(Stored data entries)

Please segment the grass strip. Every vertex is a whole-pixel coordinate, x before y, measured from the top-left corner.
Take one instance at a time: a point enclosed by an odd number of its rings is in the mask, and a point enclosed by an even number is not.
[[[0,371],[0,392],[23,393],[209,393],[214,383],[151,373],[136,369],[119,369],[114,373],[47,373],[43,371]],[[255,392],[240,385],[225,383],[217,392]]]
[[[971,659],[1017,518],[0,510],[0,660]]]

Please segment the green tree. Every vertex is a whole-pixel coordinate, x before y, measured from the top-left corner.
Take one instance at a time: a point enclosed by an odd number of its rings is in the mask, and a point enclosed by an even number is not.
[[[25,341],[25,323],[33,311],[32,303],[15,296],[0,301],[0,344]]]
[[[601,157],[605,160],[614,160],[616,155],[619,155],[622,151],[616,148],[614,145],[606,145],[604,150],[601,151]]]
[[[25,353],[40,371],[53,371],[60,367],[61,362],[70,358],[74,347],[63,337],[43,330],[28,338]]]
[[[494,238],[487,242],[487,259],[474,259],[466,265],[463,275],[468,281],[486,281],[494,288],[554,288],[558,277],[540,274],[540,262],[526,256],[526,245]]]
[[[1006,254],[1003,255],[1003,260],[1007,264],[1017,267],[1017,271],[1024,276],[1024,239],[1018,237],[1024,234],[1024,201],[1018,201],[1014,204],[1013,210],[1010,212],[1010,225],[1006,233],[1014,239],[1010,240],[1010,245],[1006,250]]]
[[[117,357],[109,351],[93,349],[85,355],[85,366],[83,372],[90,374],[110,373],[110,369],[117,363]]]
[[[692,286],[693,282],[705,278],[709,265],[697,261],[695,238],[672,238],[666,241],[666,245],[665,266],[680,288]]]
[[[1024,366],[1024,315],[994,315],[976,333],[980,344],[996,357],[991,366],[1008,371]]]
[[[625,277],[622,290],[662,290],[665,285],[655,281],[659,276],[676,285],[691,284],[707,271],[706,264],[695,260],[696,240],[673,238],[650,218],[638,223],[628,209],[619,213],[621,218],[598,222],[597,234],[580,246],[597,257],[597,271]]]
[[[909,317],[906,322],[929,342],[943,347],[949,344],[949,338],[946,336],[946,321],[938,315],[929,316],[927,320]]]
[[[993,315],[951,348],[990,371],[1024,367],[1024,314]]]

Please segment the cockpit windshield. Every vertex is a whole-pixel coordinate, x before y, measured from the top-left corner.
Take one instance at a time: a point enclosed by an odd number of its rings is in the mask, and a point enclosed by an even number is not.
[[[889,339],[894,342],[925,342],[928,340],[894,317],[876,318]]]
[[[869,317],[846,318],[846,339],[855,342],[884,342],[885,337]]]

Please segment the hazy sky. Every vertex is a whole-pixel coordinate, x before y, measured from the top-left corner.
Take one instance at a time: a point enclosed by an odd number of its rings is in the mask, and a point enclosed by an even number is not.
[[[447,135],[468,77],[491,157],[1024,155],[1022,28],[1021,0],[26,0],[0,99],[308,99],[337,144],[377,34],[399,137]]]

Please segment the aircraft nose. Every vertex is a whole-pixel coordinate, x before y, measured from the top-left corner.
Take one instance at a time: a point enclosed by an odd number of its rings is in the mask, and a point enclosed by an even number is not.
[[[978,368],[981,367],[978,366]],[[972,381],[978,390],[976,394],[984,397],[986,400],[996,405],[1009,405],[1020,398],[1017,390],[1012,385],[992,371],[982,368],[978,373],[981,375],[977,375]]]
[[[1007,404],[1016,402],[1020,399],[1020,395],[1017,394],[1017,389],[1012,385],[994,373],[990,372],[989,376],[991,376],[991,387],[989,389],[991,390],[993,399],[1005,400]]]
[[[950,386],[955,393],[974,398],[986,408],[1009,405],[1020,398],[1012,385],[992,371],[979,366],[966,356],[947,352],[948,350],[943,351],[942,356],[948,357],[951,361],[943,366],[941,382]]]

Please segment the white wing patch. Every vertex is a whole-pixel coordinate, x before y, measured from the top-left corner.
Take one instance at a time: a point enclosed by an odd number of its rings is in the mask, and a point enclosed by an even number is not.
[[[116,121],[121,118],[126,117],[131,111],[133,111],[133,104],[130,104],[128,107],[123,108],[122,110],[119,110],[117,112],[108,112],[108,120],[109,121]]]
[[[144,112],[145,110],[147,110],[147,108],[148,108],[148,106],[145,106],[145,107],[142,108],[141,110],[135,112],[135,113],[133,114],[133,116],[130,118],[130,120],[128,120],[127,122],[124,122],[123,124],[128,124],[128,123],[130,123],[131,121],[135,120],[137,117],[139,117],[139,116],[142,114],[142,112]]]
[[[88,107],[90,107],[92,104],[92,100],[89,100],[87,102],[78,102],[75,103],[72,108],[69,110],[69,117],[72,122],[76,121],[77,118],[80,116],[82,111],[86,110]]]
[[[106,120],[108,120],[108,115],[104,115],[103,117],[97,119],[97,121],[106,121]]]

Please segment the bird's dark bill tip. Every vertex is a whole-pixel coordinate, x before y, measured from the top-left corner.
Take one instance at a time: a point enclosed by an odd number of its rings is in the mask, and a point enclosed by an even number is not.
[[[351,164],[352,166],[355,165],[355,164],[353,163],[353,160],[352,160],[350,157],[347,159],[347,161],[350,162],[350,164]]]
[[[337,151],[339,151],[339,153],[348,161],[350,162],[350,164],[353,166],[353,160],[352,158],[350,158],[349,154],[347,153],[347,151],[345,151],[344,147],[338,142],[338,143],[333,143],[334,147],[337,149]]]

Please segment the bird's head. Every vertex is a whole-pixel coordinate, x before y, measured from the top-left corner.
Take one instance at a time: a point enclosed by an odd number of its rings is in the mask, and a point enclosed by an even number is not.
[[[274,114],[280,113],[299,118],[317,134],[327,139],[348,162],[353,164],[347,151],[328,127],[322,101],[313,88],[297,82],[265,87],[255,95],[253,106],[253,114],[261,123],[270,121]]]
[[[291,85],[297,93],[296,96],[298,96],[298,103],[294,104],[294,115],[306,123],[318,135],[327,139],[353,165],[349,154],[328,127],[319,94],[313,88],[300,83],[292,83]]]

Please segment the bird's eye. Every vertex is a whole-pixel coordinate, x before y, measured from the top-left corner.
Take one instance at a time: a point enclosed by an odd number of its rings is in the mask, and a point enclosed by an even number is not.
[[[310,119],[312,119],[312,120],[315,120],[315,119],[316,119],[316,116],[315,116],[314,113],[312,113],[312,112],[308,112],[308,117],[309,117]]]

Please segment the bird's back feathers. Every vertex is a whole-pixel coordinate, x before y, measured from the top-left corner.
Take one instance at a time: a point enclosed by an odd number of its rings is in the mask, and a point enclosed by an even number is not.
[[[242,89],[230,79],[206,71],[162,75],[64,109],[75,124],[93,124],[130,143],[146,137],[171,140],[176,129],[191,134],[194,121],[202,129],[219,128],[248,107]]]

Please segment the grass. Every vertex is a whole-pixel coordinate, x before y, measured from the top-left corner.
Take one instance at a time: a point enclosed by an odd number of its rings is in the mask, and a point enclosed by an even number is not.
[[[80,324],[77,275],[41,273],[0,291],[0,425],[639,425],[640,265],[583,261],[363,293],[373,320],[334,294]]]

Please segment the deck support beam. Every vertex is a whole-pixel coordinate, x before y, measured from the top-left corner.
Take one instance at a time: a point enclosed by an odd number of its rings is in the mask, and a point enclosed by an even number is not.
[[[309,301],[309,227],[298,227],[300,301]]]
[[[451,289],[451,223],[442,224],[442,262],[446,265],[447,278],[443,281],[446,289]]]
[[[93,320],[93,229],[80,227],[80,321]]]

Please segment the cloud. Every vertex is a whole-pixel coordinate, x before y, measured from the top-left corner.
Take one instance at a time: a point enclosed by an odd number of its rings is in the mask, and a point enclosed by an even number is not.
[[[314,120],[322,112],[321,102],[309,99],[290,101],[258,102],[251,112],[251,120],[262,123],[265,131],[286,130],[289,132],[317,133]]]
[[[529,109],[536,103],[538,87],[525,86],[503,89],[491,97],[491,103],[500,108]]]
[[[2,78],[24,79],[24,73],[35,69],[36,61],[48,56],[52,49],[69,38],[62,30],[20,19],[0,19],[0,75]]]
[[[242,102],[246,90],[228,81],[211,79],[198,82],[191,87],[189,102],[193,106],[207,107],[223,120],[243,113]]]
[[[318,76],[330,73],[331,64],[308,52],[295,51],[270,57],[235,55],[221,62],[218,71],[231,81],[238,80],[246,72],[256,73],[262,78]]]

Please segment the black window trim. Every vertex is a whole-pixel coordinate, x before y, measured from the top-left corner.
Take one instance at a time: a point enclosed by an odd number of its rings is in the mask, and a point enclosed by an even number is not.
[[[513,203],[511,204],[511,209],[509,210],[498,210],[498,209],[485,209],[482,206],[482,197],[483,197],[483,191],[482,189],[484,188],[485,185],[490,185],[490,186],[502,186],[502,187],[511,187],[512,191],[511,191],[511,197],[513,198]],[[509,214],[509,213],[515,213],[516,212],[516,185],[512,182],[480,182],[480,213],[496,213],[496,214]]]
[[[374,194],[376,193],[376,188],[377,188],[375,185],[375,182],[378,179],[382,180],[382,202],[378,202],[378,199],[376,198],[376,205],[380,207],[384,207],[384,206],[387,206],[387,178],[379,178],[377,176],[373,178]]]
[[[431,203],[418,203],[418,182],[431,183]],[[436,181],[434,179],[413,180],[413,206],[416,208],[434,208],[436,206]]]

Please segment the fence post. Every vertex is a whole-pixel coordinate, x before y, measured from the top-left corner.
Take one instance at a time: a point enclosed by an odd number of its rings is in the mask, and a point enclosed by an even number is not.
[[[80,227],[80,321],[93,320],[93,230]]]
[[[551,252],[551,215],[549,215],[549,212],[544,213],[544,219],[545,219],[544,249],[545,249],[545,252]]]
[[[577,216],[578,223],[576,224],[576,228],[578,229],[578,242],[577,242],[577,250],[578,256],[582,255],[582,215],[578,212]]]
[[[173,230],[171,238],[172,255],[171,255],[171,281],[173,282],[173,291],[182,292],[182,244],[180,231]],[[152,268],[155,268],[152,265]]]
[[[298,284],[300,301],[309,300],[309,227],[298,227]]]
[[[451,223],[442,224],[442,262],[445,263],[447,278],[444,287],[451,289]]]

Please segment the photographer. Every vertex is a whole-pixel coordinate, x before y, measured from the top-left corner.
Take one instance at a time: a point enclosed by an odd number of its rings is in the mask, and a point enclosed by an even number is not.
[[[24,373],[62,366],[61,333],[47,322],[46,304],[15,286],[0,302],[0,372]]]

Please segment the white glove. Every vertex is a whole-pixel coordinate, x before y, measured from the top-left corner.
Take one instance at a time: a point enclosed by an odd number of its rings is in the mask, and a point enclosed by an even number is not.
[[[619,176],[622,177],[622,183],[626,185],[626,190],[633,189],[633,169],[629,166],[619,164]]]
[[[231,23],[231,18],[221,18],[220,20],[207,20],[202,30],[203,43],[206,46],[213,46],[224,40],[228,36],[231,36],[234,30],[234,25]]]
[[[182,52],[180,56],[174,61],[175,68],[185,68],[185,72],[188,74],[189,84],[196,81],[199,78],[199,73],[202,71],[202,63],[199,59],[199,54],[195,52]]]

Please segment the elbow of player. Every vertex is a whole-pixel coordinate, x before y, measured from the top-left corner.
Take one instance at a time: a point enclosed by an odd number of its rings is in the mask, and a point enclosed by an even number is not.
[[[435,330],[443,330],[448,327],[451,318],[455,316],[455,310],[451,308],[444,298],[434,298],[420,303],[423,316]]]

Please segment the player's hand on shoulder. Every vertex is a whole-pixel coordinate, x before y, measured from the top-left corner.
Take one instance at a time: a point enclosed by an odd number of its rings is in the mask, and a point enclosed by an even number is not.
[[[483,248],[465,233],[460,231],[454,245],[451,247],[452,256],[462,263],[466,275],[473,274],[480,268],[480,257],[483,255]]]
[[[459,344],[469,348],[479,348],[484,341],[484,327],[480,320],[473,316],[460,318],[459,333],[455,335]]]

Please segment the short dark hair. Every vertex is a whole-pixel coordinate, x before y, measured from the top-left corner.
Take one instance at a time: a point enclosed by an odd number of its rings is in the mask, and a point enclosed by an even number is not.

→ Your assignment
Write out only the lines that run from the line containing "Please segment the black" through the line containing "Please segment the fence", both included, exactly as they appear above.

→ Exercise output
Please segment the black window trim. Every vertex is a whole-pixel coordinate, x before y, measured from the top-left corner.
Take one instance at a time: a point enclosed by an odd number of its rings is in the mask, and a point enclosed by an even number is not.
[[[513,203],[511,204],[511,209],[509,210],[498,210],[498,209],[485,209],[482,206],[482,197],[483,197],[483,191],[482,189],[484,188],[485,185],[490,185],[490,186],[502,186],[502,187],[511,187],[512,191],[511,191],[511,197],[513,198]],[[509,214],[509,213],[515,213],[516,212],[516,185],[512,182],[480,182],[480,213],[496,213],[496,214]]]
[[[374,194],[376,193],[376,188],[377,188],[375,185],[375,182],[378,179],[382,180],[382,202],[378,202],[378,199],[376,198],[376,205],[380,207],[384,207],[384,206],[387,206],[387,178],[379,178],[377,176],[373,178]]]
[[[431,203],[418,203],[418,182],[431,183]],[[436,181],[434,179],[413,180],[413,206],[416,208],[434,208],[436,206]]]

Please segment the fence post. Every vertex is a whole-pixel coordinate, x before y, measured from the top-left corner.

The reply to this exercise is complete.